_Article_
»»

Back to stories

Why Menlo Ventures Invested in Edge Delta

By Tim TullyJune 25, 2021

TL;DR

Edge Delta is providing a whole new class of product and category—a complementary and incredibly necessary approach to observability—edge observability, a critical component of your new data stack.

Four things you need to take away:

  1. Hybrid data architectures are the new standard and edge observability is the missing piece. Smart architectures are increasingly pushing down the processing problem to the edge, in some ways a predicate pushdown for the entire data stack! This mode of processing the data facilitates the following three takeaways:
  2. Preprocessing at the point of data collection reduces egress costs out of your data center and/or cloud service provider as it goes to major log analytics and observability systems. Additionally, you can reduce the size of the data by processing at the edge, in the agent through a centrally managed agent fleet manager.
  3. Not just a pricing arbitrage, but a complete edge observability solution. This is way bigger than just a new product—it’s a new category.
  4. Amazing set of founders between Ozan and Fatih, with a team that shared my vision of what’s next in the new data stack.

Edge Delta changes everything you thought about data, moving you from a world of manual and complicated agent configuration, high latency alerting, hitting the limits of the physics and costs of large datasets at the petabyte level—to a world powered by the collective obsession of the some of the best engineers on the planet; with a singular focus to help you concentrate on the data you care about, with alerts you need. Edge Delta was designed from the ground up to be more elegant and more efficient than anything else before.

The Longer Explanation

They created a vision for our data future with an edge observability platform with a streaming agent powered by decentralized machine learning that scales to any volume and size of data, giving you alerting and metrics on top of reduced data volume.

In my past life as CTO of Splunk, I had envisioned a world of pushing down processing to the edge as much as possible. This would create a bifurcated processing model where the heavy lift data crunching at the edge would materialize views of the data and prepare it for arrival in the cloud applications. Doing this as mentioned above has advantages of cutting down the volume of the data, but also reducing latency. Over time Edge Delta will extend this beyond metrics and log aggregation and extend it to application-level use cases such as security threat detection, ITOps, Observability and BI use cases.

Before Edge Delta, the traditional centralized platforms had limitations which forced teams into making concrete decisions that forced engineering teams into rigid data pipelines. Edge Delta is taking a modern approach to observability by giving enterprises the ability to use distributed stream processing and federated machine learning capabilities for intelligent, dynamic, and automated data routing to optimal destinations. Rather than neglecting datasets to solve for technical and financial constraints, organizations now have access to limitless analytics and unparalleled visibility leading to significant operational efficiencies previously not possible.

««

_Given entries_
»»

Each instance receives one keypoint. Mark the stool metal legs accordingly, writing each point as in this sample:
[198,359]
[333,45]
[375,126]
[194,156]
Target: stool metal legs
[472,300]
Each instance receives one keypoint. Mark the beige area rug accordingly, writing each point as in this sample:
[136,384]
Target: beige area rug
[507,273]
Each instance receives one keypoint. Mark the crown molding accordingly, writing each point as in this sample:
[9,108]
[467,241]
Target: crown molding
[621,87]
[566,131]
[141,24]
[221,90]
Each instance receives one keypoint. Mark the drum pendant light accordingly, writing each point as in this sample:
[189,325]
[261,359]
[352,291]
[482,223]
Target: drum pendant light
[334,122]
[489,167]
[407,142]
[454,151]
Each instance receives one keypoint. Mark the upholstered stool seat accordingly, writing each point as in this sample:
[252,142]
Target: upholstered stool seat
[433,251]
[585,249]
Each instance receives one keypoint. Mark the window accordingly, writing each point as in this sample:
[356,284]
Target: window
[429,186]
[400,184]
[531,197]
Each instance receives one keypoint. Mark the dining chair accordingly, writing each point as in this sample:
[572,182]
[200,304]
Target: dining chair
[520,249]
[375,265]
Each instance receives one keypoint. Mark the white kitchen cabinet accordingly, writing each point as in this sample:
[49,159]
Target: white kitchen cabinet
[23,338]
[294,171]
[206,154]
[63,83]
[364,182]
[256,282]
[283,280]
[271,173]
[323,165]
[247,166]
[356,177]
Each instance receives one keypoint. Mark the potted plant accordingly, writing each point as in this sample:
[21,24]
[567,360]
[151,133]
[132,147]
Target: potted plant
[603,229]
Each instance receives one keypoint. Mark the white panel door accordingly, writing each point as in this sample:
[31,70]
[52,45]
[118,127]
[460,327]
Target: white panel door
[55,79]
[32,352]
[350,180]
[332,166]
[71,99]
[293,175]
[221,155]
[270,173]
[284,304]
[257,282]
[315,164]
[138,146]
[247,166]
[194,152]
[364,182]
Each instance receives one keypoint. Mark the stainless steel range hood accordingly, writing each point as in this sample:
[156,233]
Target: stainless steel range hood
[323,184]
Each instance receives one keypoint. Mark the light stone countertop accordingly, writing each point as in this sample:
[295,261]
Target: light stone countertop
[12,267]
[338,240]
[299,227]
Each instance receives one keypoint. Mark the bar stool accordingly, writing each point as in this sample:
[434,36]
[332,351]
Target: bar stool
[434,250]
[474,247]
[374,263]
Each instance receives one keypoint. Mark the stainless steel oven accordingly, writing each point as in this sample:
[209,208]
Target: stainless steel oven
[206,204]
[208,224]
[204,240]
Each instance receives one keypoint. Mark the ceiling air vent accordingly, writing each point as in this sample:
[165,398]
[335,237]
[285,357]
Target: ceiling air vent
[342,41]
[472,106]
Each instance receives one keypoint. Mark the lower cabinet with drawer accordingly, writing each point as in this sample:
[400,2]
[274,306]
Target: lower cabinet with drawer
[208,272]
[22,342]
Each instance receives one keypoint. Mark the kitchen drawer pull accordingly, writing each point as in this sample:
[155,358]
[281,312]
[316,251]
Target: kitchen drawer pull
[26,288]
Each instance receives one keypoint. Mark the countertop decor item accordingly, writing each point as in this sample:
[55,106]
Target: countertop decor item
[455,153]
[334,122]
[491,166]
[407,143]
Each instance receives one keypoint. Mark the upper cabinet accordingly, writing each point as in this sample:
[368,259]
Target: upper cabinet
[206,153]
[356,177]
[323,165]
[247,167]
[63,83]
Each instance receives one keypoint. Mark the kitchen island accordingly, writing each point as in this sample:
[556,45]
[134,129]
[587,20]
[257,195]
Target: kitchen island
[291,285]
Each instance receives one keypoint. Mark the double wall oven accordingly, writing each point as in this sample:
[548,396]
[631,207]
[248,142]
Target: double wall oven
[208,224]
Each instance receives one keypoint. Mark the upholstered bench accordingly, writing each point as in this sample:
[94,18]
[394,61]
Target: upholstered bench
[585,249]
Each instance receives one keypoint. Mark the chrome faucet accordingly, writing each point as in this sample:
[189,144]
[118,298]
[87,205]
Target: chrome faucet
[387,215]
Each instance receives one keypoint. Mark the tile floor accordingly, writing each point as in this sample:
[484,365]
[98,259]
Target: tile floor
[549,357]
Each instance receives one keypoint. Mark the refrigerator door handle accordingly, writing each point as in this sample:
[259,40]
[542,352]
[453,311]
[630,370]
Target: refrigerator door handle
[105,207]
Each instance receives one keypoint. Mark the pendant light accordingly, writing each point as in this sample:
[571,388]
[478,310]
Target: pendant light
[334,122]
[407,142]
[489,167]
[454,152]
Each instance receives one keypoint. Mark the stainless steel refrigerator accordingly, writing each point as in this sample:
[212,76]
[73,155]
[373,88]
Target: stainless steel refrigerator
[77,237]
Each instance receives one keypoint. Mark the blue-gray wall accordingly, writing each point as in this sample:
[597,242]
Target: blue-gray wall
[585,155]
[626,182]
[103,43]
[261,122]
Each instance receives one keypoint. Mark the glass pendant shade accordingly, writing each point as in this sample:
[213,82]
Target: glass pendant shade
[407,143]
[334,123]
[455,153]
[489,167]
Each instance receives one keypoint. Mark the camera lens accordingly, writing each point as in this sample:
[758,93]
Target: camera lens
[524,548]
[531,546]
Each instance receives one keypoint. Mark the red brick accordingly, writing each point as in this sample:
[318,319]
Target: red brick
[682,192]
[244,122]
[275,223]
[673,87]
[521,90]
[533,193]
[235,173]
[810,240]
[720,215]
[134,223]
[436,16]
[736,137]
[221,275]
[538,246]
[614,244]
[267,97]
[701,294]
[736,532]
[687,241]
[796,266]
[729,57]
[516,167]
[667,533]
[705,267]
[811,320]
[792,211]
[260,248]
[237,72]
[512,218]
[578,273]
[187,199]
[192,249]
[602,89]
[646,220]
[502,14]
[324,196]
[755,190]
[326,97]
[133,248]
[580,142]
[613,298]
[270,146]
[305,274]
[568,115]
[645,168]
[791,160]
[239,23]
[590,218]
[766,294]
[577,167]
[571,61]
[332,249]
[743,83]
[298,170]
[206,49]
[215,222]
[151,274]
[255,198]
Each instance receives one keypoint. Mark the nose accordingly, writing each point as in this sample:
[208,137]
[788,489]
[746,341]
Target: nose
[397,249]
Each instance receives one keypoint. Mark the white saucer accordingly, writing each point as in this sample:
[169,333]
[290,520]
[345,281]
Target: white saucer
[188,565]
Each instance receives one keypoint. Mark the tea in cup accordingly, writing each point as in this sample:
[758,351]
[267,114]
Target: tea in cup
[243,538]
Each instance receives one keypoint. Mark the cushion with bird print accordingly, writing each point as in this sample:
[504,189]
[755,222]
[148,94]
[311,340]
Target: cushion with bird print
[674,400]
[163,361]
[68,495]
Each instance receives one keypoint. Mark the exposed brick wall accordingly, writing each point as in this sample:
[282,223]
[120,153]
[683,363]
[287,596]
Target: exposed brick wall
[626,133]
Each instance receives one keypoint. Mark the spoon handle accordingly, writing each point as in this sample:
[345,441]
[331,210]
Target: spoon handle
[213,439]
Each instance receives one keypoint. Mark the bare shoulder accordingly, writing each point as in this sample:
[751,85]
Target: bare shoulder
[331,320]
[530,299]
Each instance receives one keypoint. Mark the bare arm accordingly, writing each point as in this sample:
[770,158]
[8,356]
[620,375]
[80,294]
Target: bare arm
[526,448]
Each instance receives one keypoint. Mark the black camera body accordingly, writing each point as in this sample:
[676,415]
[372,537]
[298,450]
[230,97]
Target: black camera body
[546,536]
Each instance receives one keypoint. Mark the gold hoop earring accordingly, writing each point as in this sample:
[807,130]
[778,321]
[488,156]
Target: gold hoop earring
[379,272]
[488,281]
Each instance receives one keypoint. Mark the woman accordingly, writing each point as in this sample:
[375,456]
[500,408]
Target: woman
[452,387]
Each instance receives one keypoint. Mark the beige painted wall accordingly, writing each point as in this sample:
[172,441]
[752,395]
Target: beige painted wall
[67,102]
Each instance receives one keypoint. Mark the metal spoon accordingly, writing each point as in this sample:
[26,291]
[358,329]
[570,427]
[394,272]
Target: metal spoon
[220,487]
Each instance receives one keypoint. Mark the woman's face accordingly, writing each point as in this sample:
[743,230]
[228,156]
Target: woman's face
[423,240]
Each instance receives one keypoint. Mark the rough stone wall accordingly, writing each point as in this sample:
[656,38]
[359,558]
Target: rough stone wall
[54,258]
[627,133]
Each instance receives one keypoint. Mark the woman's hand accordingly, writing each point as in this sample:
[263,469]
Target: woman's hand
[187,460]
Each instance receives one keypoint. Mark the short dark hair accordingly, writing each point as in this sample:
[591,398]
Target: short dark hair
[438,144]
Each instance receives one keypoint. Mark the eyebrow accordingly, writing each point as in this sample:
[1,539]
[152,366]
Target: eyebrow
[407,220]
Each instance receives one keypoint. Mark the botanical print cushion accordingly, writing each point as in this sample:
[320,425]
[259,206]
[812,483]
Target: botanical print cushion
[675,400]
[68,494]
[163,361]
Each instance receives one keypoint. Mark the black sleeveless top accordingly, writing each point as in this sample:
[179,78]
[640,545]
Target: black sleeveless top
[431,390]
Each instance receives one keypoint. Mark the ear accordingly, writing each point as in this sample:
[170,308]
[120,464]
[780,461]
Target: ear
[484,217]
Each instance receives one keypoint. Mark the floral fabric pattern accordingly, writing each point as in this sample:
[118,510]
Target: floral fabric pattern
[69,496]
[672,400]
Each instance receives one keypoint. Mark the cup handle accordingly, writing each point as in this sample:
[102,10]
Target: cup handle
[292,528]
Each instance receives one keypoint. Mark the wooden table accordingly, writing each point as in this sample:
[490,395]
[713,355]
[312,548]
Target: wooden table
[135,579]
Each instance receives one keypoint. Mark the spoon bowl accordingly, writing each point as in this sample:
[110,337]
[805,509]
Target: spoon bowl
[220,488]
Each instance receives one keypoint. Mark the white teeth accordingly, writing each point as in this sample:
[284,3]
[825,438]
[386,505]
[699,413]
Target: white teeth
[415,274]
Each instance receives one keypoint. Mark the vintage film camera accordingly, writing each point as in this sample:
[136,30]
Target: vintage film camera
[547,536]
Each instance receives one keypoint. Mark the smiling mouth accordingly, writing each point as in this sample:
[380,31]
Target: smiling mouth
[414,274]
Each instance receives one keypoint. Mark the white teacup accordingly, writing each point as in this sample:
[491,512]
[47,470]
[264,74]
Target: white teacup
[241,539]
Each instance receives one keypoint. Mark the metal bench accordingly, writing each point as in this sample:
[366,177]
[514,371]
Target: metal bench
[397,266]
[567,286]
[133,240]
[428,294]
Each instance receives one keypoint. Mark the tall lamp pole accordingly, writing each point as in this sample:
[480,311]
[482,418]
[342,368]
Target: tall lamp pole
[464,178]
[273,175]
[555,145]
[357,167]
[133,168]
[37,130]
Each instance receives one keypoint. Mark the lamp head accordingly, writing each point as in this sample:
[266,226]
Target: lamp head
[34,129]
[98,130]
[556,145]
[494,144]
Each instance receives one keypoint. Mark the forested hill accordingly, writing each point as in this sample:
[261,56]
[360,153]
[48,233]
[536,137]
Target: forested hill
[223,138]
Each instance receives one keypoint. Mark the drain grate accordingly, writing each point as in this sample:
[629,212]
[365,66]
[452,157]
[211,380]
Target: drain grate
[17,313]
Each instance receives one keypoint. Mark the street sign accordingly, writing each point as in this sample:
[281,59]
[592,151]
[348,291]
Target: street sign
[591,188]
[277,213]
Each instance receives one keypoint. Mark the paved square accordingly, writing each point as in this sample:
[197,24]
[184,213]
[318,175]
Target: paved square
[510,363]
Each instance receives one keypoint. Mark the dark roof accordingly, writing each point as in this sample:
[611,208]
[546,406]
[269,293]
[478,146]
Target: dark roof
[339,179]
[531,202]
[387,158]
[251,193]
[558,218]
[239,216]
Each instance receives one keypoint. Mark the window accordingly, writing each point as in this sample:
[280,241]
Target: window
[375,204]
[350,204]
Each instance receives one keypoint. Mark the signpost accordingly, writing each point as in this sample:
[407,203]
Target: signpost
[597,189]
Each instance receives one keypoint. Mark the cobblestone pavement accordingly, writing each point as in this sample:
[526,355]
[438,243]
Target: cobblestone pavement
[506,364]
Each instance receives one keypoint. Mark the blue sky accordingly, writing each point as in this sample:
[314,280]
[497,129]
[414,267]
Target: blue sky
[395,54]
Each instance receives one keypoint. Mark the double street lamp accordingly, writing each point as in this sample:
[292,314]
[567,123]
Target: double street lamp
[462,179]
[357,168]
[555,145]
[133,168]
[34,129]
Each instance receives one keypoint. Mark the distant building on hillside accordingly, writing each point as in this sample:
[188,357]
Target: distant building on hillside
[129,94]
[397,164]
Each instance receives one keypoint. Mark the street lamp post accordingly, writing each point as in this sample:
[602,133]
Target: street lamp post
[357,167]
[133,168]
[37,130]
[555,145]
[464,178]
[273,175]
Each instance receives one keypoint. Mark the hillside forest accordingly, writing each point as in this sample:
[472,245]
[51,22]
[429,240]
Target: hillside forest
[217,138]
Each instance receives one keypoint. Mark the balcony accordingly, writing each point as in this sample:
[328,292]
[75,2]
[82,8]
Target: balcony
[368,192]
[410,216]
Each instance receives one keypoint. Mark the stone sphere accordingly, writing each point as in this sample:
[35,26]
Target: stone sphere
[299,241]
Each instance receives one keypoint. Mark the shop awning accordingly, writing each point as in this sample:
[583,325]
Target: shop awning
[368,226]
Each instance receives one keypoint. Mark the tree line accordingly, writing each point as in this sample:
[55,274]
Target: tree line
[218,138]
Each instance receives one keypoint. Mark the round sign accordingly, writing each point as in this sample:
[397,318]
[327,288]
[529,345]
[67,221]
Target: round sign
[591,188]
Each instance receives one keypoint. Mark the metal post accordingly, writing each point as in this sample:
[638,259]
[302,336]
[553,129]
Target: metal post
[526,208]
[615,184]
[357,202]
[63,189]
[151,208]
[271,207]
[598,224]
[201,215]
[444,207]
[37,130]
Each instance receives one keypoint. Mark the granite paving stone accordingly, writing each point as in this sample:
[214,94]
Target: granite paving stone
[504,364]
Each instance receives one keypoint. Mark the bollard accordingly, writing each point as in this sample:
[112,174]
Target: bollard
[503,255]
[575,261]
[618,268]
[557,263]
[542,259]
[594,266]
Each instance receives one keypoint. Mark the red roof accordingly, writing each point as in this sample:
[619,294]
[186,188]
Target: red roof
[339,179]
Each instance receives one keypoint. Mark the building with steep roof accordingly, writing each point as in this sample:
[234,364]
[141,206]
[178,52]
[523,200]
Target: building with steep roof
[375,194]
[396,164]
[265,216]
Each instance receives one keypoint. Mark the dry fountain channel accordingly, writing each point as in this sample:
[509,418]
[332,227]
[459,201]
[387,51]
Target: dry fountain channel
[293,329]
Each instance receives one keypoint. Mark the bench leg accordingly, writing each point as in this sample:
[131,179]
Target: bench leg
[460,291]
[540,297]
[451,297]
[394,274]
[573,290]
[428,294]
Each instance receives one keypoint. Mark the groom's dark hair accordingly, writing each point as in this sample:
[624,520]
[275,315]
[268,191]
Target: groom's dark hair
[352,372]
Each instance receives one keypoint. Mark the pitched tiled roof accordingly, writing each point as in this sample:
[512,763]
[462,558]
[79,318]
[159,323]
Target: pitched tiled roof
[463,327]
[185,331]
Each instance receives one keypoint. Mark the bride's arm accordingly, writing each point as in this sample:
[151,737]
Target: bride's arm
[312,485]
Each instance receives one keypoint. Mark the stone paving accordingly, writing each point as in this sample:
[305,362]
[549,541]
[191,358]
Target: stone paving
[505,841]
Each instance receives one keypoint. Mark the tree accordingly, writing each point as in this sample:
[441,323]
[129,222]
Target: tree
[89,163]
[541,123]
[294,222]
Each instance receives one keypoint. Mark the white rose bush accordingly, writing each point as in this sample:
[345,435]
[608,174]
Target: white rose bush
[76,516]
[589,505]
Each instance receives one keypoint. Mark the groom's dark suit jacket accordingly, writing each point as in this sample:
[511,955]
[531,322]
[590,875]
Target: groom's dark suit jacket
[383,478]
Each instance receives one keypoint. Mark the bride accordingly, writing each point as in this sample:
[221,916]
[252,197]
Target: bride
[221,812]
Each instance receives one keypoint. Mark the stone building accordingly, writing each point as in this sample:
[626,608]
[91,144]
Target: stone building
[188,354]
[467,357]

««

_Written request_
Answer these questions from the Edge Delta article:
(a) Which two founders does the article name?
(b) What position did the author hold at Splunk?
(c) Which application-level use cases will Edge Delta extend into beyond metrics and log aggregation?
The data is separate material and is not part of the Edge Delta article.

_Solution below_
(a) Ozan and Fatih.
(b) CTO.
(c) Security threat detection, ITOps, Observability, and BI use cases.